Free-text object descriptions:
++++++++++
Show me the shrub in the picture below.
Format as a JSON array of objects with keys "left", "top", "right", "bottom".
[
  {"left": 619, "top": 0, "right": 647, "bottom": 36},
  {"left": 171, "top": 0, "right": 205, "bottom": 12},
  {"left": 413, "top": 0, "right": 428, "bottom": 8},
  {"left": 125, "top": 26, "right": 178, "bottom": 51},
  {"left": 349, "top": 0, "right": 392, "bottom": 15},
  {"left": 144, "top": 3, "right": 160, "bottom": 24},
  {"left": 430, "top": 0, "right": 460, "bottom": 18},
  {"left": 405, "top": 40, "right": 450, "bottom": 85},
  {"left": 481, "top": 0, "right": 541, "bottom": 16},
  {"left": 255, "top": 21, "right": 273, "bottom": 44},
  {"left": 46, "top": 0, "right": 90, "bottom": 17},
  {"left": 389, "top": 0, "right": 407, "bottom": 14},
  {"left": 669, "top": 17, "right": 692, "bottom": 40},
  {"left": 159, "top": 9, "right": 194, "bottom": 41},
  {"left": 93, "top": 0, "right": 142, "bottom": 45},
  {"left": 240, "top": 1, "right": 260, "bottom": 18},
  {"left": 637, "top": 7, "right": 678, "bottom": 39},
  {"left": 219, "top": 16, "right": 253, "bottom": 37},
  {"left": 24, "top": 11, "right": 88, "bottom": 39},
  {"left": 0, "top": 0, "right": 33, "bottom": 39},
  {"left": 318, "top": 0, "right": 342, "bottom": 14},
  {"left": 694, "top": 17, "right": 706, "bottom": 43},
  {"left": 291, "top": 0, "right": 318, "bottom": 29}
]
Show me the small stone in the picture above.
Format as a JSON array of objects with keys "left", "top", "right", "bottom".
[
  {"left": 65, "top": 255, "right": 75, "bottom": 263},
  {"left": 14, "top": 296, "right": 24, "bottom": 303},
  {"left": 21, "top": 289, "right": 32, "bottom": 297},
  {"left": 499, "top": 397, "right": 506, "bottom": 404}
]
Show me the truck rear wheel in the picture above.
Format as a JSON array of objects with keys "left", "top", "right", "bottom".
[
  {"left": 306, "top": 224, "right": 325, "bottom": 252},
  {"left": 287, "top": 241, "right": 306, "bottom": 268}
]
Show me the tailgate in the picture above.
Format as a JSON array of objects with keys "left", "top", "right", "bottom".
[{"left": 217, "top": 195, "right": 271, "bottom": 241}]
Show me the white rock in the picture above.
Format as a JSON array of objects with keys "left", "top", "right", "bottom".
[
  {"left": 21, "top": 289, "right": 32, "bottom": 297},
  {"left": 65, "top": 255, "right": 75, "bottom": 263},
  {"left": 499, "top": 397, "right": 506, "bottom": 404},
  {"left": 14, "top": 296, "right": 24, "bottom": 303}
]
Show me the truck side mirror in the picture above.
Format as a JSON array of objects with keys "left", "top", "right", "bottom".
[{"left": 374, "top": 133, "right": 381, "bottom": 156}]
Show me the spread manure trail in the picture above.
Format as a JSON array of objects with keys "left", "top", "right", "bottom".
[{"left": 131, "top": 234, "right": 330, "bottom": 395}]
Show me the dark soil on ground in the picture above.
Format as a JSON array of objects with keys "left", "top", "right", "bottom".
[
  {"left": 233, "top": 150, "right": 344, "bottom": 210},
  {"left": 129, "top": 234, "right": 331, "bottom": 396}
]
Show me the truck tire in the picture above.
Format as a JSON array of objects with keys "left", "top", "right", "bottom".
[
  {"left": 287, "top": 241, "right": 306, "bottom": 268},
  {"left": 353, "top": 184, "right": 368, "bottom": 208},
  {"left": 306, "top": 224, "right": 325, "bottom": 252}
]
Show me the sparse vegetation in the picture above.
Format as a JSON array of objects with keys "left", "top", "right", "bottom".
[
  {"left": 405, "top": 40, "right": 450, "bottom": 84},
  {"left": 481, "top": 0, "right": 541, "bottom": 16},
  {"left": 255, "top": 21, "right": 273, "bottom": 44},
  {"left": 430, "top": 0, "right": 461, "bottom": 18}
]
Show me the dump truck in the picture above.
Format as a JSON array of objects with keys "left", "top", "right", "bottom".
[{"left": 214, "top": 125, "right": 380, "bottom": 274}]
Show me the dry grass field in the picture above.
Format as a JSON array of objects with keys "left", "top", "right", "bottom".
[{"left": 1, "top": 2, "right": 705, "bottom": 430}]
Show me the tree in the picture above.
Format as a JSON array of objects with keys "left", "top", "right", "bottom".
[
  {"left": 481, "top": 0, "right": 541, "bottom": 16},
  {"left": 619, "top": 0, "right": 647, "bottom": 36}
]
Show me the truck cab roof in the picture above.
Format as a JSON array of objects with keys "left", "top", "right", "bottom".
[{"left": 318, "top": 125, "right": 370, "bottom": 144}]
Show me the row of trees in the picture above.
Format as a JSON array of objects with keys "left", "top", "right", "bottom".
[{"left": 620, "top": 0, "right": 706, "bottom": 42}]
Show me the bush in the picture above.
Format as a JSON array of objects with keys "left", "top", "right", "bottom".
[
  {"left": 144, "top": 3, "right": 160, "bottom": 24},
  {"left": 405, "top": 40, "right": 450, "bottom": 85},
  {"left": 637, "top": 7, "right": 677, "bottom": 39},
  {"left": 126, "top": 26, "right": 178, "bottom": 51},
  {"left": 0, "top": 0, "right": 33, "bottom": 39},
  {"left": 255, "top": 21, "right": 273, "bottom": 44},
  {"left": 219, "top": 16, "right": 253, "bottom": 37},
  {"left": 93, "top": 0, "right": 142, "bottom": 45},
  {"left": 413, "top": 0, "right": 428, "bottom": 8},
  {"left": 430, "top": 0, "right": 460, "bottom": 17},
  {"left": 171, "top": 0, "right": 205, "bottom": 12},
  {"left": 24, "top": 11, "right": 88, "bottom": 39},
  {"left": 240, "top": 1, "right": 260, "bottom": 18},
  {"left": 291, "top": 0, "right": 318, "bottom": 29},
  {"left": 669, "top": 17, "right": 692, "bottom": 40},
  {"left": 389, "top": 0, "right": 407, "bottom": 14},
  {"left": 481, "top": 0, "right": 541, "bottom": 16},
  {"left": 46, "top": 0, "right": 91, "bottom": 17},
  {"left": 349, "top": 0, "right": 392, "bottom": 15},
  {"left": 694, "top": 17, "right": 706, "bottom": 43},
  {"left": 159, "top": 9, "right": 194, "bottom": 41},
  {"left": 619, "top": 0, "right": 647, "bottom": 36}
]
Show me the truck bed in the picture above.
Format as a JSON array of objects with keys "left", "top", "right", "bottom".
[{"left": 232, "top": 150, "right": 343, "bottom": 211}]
++++++++++
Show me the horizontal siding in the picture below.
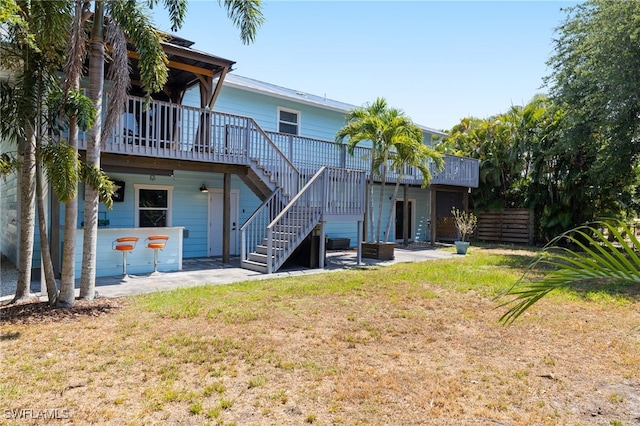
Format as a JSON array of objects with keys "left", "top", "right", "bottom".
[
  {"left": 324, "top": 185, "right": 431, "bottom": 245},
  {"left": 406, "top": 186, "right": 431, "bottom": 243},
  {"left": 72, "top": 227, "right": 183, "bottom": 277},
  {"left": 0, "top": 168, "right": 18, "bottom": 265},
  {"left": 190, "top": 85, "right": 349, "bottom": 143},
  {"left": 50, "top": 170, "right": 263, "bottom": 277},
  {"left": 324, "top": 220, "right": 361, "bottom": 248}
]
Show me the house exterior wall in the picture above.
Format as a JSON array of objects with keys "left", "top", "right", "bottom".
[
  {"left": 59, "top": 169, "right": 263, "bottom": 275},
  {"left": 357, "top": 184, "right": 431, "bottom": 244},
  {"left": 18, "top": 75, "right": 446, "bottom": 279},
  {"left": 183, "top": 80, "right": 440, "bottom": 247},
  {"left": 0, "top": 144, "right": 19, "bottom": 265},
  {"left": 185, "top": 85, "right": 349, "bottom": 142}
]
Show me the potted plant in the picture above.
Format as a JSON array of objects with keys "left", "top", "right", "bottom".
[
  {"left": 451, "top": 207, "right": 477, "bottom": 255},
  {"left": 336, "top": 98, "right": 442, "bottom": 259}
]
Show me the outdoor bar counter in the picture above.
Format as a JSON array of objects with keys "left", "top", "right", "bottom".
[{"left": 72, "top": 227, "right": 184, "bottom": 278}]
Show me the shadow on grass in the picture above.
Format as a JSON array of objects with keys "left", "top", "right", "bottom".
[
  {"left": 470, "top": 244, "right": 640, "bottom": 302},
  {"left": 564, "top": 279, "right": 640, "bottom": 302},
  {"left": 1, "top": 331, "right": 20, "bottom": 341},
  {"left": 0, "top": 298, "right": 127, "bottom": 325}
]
++++++++++
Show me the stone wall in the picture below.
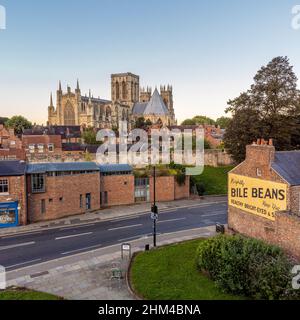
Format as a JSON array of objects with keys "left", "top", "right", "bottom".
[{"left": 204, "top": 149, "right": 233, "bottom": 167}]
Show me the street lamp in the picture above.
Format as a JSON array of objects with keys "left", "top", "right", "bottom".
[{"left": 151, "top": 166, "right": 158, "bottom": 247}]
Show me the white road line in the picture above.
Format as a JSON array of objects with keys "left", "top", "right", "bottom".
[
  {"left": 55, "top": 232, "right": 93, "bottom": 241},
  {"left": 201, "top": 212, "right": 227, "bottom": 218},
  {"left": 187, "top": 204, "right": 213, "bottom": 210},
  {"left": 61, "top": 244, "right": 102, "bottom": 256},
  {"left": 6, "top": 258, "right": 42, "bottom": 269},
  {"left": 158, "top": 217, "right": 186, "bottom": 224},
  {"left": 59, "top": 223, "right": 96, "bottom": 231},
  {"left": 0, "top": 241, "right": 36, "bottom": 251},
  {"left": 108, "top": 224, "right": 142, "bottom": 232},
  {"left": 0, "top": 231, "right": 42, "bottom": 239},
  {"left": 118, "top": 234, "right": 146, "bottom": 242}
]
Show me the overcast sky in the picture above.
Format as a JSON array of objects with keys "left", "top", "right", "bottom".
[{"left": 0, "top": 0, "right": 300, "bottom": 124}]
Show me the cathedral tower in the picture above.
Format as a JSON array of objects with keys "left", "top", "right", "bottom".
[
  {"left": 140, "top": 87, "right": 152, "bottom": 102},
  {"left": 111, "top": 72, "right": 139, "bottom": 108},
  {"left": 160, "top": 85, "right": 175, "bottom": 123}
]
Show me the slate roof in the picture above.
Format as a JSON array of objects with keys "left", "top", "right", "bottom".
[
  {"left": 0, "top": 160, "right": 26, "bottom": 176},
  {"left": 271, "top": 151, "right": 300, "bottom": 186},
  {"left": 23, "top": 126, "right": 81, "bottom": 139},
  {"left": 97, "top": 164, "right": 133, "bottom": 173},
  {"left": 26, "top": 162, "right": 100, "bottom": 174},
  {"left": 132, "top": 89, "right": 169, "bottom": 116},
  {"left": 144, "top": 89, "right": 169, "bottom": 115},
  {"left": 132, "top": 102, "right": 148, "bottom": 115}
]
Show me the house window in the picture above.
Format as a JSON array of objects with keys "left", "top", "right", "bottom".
++++++++++
**TASK DESCRIPTION**: Search the data for the string "grass" and copy each line where it appears.

**FINISHED EXERCISE**:
Show me the dry grass field in the picture above.
Show me the shadow on grass in the picture above.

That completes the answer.